Exercise brief >>
Can you give the records below again with every "set a marker on" switched to "place a pin on" and nothing else changed? Leave the pictures out.

Record extracts >>
_ _ _ _ _

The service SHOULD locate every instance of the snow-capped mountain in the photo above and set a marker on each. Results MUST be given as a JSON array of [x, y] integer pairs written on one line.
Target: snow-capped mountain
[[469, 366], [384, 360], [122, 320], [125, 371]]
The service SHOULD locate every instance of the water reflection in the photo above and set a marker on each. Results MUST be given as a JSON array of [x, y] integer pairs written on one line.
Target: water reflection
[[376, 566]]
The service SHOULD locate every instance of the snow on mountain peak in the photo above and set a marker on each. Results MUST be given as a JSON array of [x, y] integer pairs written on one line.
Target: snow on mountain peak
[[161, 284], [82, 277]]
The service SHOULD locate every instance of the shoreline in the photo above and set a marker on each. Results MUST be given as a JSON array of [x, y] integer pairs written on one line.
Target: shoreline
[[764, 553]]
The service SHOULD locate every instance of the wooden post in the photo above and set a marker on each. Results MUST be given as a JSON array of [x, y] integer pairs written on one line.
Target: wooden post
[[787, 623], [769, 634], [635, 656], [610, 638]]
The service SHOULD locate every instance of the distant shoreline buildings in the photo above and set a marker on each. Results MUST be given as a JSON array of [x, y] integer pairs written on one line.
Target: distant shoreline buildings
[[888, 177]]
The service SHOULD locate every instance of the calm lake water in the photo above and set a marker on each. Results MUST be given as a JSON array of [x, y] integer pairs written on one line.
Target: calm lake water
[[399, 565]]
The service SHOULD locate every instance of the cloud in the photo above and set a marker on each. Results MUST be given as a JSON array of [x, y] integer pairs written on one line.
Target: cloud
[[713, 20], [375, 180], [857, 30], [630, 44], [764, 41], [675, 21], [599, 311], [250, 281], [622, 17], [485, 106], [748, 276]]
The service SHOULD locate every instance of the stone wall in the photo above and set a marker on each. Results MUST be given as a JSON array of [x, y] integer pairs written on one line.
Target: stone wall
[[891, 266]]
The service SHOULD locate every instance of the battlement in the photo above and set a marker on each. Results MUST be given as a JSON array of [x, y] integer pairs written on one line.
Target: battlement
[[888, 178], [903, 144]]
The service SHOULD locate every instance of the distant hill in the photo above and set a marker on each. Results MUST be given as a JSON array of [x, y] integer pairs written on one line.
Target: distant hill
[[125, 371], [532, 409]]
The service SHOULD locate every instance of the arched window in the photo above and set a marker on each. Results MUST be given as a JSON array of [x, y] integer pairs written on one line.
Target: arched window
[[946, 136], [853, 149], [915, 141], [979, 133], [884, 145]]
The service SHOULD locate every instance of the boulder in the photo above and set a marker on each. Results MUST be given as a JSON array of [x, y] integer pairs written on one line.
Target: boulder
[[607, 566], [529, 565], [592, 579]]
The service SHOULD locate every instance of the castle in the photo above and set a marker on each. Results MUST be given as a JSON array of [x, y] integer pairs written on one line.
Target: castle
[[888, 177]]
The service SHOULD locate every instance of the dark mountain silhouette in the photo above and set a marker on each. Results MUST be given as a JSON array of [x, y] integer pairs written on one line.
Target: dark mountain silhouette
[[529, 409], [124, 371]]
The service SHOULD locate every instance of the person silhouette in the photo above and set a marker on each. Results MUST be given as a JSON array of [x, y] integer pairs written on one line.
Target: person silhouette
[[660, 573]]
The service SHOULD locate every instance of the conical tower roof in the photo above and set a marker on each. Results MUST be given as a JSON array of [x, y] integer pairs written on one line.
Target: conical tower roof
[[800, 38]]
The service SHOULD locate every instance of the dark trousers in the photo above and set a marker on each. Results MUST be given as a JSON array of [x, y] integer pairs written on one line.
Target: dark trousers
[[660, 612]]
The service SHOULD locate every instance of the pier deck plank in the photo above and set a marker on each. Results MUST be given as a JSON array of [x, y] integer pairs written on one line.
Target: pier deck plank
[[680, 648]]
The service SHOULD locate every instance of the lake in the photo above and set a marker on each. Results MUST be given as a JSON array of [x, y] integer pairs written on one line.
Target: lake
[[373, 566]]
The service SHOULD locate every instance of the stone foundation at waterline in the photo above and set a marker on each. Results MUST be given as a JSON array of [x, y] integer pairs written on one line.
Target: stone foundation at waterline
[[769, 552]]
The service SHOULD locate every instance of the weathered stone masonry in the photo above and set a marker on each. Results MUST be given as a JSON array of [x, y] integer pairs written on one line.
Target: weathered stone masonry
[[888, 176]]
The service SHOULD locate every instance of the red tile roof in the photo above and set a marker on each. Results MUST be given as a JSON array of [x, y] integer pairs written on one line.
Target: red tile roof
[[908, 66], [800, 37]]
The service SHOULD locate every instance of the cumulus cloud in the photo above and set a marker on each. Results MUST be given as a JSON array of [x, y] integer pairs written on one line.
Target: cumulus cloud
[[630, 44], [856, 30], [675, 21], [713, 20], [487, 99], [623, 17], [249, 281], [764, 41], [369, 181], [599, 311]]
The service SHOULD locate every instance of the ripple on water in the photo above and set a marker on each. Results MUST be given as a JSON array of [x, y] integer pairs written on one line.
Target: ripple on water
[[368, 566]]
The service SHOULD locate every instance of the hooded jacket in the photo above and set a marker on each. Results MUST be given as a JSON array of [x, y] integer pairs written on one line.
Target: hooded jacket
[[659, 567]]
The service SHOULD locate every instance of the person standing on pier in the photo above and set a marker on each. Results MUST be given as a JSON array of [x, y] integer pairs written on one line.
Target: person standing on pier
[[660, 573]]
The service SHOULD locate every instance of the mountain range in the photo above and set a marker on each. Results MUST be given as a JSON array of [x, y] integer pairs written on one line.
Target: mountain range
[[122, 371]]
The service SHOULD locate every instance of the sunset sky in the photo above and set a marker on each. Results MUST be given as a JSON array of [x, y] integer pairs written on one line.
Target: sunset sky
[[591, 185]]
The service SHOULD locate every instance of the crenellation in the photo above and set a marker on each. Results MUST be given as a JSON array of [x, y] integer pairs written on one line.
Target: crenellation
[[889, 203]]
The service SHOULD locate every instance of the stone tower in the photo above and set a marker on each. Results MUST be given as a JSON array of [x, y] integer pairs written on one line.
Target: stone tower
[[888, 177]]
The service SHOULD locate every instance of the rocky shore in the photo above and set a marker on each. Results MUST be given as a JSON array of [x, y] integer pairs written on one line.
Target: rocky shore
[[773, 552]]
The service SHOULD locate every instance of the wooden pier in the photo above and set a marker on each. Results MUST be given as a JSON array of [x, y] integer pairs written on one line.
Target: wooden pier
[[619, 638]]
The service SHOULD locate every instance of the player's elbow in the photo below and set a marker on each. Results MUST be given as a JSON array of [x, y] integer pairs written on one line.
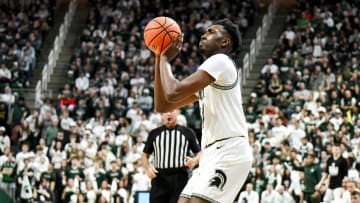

_ _ _ _ _

Solution to this task >>
The service SHOULD locate every instance of the snow-capped mountain in the photo above and place a pin on each. Results MUST be given as a JSON array of [x, y] integer pairs written on one line.
Target: snow-capped mountain
[[469, 366], [384, 360], [122, 320], [125, 371]]
The service SHOULD locate every instance of the water reflection in the photo above and place a pin on each. Results MUST be given as a JSON array of [x, y] integer pairs written on one line.
Target: water reflection
[[376, 566]]
The service SHOULD locate every instance of the snow on mountain peak in the photo above and place a pin on each. Results MUST be given as a JSON array of [x, y] integer pairs written on one line.
Target: snow on mountain peak
[[161, 284], [82, 277]]
The service SHOULD locate every instance of the shoreline in the photo above and place a pin on each. Results MUST be given as a JSON array of [x, y] integer pairs written on one line.
Target: shoreline
[[764, 553]]
The service SHOULD locate every instance of the wooden post in the photo above and place a pin on each. Results MUST be given as a JSON array of [x, y] integer pairs written on one line.
Target: wooden post
[[787, 623], [769, 634], [635, 656], [610, 638]]
The service SHOULD locate every instance of the distant shoreline buildings in the photo above and place a pin on each. Results MUST be given as a JSON array of [x, y] integer pairs written on one line.
Target: distant shoreline buildings
[[888, 177]]
The service SHOULD locate every instance of the calm lake water in the photo above and place a pin on each. Results MUST be given as a JSON array of [x, y] integer pairs written on one line.
Target: calm lake water
[[399, 565]]
The service SHOULD locate every instance of the cloud in the photo above and place a pin on each. Results MUST be given as a JSON array of [x, y] integer pairs written on one line.
Target: cloud
[[713, 20], [375, 180], [857, 30], [630, 44], [764, 41], [675, 21], [599, 311], [250, 281], [622, 17], [485, 106], [748, 276]]
The service SHOULD locate every instance of the stone wall in the photo above and place a pin on each. Results MUST be given as a JSON array of [x, y] integer pairs written on one line.
Target: stone wall
[[891, 266]]
The service SHOULD locate every instance of the battlement in the photo above and place a pin on each. Results MUST be given as a JSON array of [x, y] integer pairs written on one line.
Target: battlement
[[888, 178], [903, 144]]
The service SHOULD locate every instance of the distant hill in the photo above and place a pin on each. Results MUST be given as a JSON array of [x, y] integer pairs written on one line.
Target: distant hill
[[125, 371], [532, 409]]
The service SHOULD locate every instance of the arched window in the photo above and place a pin on each. Results MUST be given as a JSON array of [x, y] integer pairs written on one line.
Target: arched window
[[946, 136], [853, 149], [915, 141], [979, 133], [884, 145]]
The service SHOULD locate every instance of the boulder in the photo above and place a pin on each. Results MUST be given as a JSON array of [x, y] integer pairs written on one line.
Target: boulder
[[607, 566], [529, 565], [592, 579]]
The service SHOULD locate every instance of the castle in the photo above and place a pin on each. Results MUST be given as a JSON array of [x, y] integer pairs written on one line.
Target: castle
[[888, 177]]
The service SHOULD locate every instance of the dark mountain silhouette in the photo above and place a pin on each. Results MUST be given as a JSON array of [x, y] integer pairs written on one line.
Target: dark mountain silhouette
[[529, 409], [124, 371]]
The service SHOULD locate every instance of the person silhouette in the photo above and place a pin on each. Results MUST be given as a JSON array of [x, y] integer pairs written on one line.
Target: person silhouette
[[660, 573]]
The service SHOULD locate every instance of the conical tower roof in the photo above and place a pin on each. Results MUST be given as a JSON array of [x, y] integer pairs written on one line.
Target: conical tower roof
[[800, 38]]
The service SHOULD locate every instance of the dark trousers in the photo above and place a pin on each. Results MUST be given as a JSON array of [x, y] integer pairs written on one line.
Target: dark trousers
[[660, 612]]
The service SHOULD locate every instance of the pier deck plank in the photo above and place a pin on each. Results MUST be given as a JSON array of [x, y] integer pairs written on one line.
Target: pier deck plank
[[680, 648]]
The service SHOULD locate every instance of the lake in the photo above and place a pin on each. Results MUST be given as a JSON array of [x, y] integer pairs written on one line.
Target: lake
[[373, 566]]
The service SHOULD locate every instance of the stone foundation at waterline in the photo above and place a pin on each. Results MUST be given as a JSON array of [x, y] integer pairs written on one line.
Target: stone foundation at waterline
[[769, 552]]
The service SHOULD locate every instance of the weathered stone masonry in the photo above and place a pin on each. Results MUST be given as a JSON array of [x, y] integer pairs written on one line.
Target: weathered stone masonry
[[888, 176]]
The service SHOULD locate every instance of the red tile roof in the photo above and place a pin on each. Results MUST be given as a JSON array of [x, y] integer pairs written on one line.
Target: red tile roof
[[908, 66], [800, 37]]
The service SHOULD locate every instance of the cumulus cloud in the photo above and place a pin on each. Results MUST be given as a JSON array of [x, y] integer pairs written on one line.
Target: cumulus cloud
[[630, 44], [856, 30], [675, 21], [713, 20], [487, 99], [623, 17], [249, 281], [764, 41], [369, 181], [599, 311]]
The service SHOULD locate every instance of the ripple on water in the photo above and place a pin on each. Results MUST be given as a JSON array of [x, y] integer pairs written on one line.
Target: ripple on water
[[368, 566]]
The service SHOULD locate every instance of the hooded jacket in the photo above and place a pin on each. Results MUST be given as a JSON array of [x, y] integer pairs written on one line.
Target: hooded jacket
[[659, 567]]
The service SHOULD locate every instance of the person standing on pier in the photo above and place a pin on each. Results MUST be given as a JSON array of [x, y] integer pairs written on one line.
Target: person standing on pier
[[660, 573]]
The service SHOULD locate every instance of the mountain range in the photo above and place a pin on each. Results MUST be given as a JSON array of [x, y] integer pairs written on one line.
Target: mountain range
[[122, 371]]
The service SHOULD locate every instance of the sunset sky in the photo above and place a pin on each. Results MUST be given as a JSON array of [x, y] integer pairs written on one line.
Target: sunset sky
[[591, 185]]
The service SHOULD locate every instance of the crenellation in the photo above and place a pin on each. Results MUST be given as a JSON array of [x, y] integer pairs written on one line.
Target: crenellation
[[889, 203]]
The service SHOULD locate every instance of the stone tower in the photo above and place a pin on each. Results MUST be given as a JSON array of [x, y] integer pairs written on one line.
Target: stone tower
[[888, 177]]
The service SHOULD locate every instance of the rocky shore in the photo above and place a pin on each. Results MUST be given as a JSON array of [x, y] integer pairs written on one line.
Target: rocky shore
[[773, 552]]
The service SHOULD locate every instance of the wooden pier in the photo above and place a pin on each. Results MUST be given as a JSON array of [x, y] integer pairs written on one line.
Target: wooden pier
[[619, 638]]
The service SHOULD locate every instance of the player's elbow in the photo below and place a pin on each. Results MUST be given as a JSON array of [x, y] integer pairs written on one line.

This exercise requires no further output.